DATA EXTRACT:
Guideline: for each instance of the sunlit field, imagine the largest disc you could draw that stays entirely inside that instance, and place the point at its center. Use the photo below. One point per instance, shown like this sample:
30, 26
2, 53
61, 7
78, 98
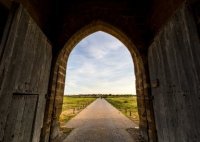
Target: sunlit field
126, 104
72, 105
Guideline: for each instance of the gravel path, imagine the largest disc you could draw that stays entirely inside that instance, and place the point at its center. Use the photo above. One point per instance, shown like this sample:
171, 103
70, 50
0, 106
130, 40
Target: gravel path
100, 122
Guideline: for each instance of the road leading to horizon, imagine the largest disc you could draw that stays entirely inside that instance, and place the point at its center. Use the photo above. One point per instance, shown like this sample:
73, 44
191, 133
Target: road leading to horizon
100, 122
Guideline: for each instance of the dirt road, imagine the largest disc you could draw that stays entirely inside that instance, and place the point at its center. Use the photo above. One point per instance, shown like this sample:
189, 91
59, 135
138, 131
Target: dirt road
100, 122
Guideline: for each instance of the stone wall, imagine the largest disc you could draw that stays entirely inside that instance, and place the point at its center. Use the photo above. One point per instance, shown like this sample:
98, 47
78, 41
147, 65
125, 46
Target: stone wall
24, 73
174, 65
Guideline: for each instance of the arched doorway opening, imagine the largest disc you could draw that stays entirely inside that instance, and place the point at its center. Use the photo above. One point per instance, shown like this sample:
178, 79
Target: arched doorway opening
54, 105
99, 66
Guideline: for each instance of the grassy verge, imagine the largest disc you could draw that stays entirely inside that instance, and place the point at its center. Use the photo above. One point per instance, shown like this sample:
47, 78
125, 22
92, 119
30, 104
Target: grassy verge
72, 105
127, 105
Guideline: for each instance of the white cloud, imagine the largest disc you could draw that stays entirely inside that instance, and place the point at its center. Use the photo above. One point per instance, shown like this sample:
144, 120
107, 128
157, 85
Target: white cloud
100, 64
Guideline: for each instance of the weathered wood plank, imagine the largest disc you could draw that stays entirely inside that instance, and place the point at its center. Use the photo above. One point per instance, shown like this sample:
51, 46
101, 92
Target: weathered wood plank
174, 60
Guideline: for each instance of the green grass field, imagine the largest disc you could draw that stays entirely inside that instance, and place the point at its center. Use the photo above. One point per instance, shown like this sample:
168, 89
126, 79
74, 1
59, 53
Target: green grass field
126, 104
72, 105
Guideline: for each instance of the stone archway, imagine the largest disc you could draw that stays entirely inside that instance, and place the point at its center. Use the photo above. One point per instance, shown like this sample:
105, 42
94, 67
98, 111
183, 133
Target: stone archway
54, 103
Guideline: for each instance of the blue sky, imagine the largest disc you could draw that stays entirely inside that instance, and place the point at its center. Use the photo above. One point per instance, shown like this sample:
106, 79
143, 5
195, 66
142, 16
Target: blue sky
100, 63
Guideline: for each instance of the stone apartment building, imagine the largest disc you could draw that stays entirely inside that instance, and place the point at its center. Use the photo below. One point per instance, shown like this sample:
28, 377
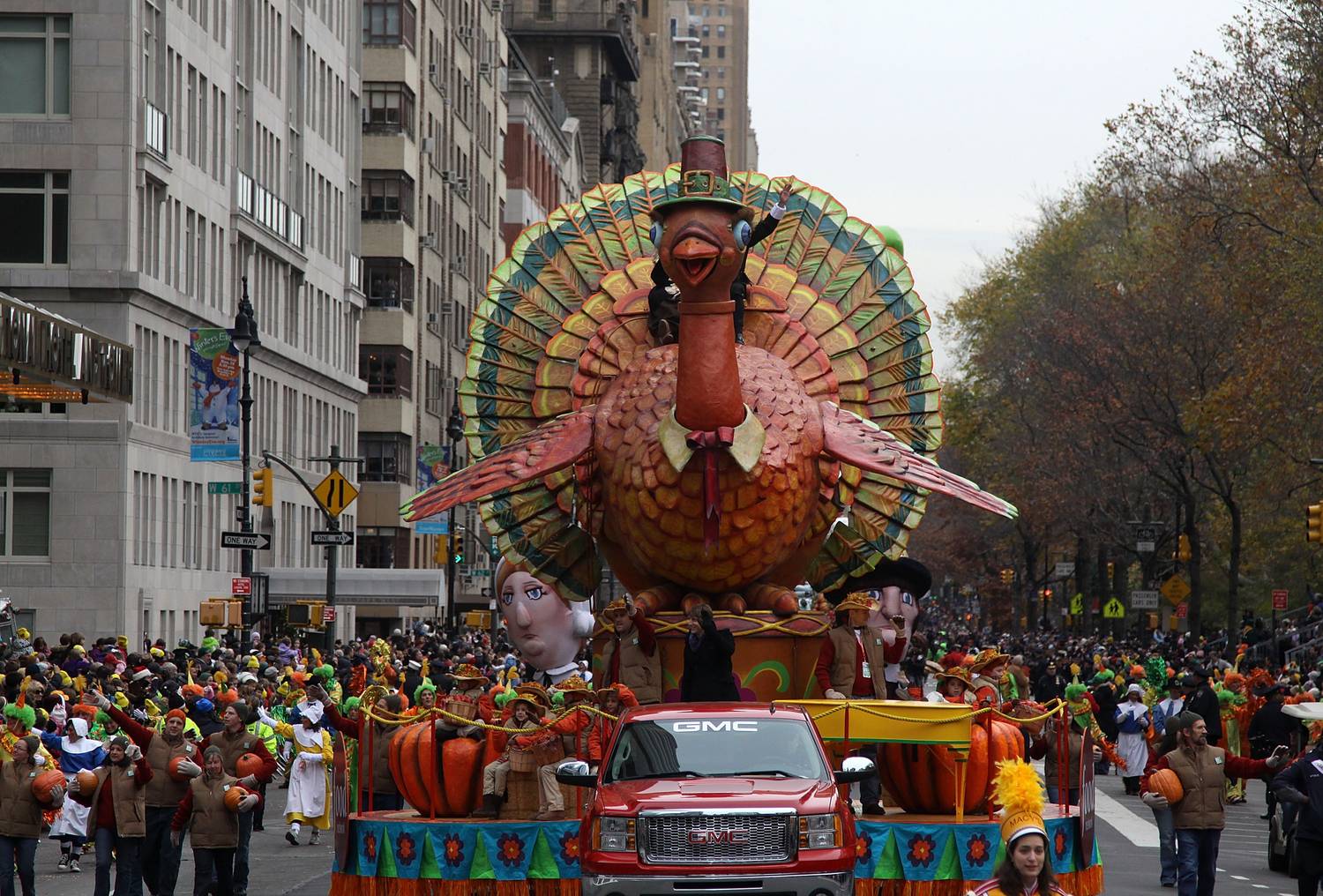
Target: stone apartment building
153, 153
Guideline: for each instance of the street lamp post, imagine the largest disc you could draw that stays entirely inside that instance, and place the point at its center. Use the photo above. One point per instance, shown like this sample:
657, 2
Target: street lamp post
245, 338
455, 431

EXERCISE DETAILS: Rewrite the whole listing above with "largest disc" changed to "biggest circle" at every occurrence and everything else left as it is. Omit the pictures from your version.

OUTPUT:
Guideline: for each instance of the sunlit field, imagine the biggest circle you could draw that stays entirely inside that instance, and place the point at its center. Use the photo below. One point per instance, shown like this sample:
30, 26
2, 53
61, 7
78, 98
Target: sunlit field
126, 104
72, 105
Guideline: for each instance of the gravel path, imagine the biggest circle you could draw that stays entirely inside that instance, and place the point at its center. Use the photo above. One point per instance, shown like this sample:
171, 103
70, 50
0, 106
130, 40
Target: gravel path
100, 122
Guideline: for each instance of the road leading to horizon, imagine the biggest circle you could draw that stays entirely inside that instance, and place the point at its center. Use the photo above. One point per instance, shown like this sample:
73, 44
191, 133
Target: road leading to horizon
100, 122
Guideline: for each instance of the dirt road, imagine the biggest circle you could draw that stays entirely inside that instance, and place the point at its center. Use the photo above. One point per instance, shown like this sample:
189, 91
59, 135
138, 131
Target: dirt road
100, 122
Guideline: for each instance of the stone wall, imagine the biggest circle you could draw that stays entirely inside that instance, and place the point at its center. Use the photo above. One point per instance, shown like this sample:
98, 47
78, 41
147, 65
125, 46
Target: stone wall
24, 73
174, 65
Guideline: for each instance of the arched doorway opening, imagine the biggest circle you could draw that stays entirely inside that instance, and place the point at its center. Use the photo above. One point per instance, shown like this sample:
178, 79
Target: arched doorway opening
54, 105
99, 66
Guideline: for each instance of the grassy verge, imagine the biggest circle you could draw that stays entirely inside that instance, and place the point at its center. Use the photo above. One point per instance, shown like this sample:
47, 78
125, 22
92, 119
30, 104
Target: grassy verge
72, 105
127, 105
Guideline: for each instance of the white cloud, imagine the biggest circle you could draw that stays entirely inside that instance, and place the point at its center. Use the photo above. One point per instance, shown like this sample:
144, 120
107, 128
157, 85
Target: white cloud
100, 64
Guideline: for each instance of the weathered wood plank, imagine the biggest circle you could draw that stays entirely inside that instance, and place the point at its center. Use the photo above. One point per instance, shown like this sample:
51, 46
101, 92
Target: weathered wood plank
174, 60
Guideline: for each instance of the green grass field, imagine the biggest circle you could draw that stays entirely inside that instance, and place the point at its center. Use the photo above. One point per instance, shown like this sample:
168, 89
126, 79
74, 1
59, 53
Target: green grass field
126, 104
72, 105
Guideline: for each instance of the stone archway, imagine the biggest circle you could draw that stays entirely inside that instance, and place the point at its center. Use the photo above. One point per instance, shown like this sample:
105, 42
94, 67
98, 111
183, 133
Target: stone archway
54, 103
Guideline: for each instance of the blue sky, imagine the biggest circle you could draw that stays entirely inside that instance, and place the point at its center. Use the photo above. One point per instance, shown like this sample:
106, 79
143, 5
195, 66
142, 16
Target: blue sky
100, 63
Guideline: for each instance of the stone apartment building, imagine the biggest circle you could draw that stays entirely inside that instance, and place the point at its center. Use the photo below. One point per instance, shown like this sample:
28, 377
Target: stone apartment building
153, 153
Guideline: for each instance of the street lamp post, imagine the biggest circle you could draw that stays entirely inside that instance, and place the point at its center. Use the photo above. One point per instance, shown like this sample:
657, 2
Target: street lamp post
245, 338
455, 431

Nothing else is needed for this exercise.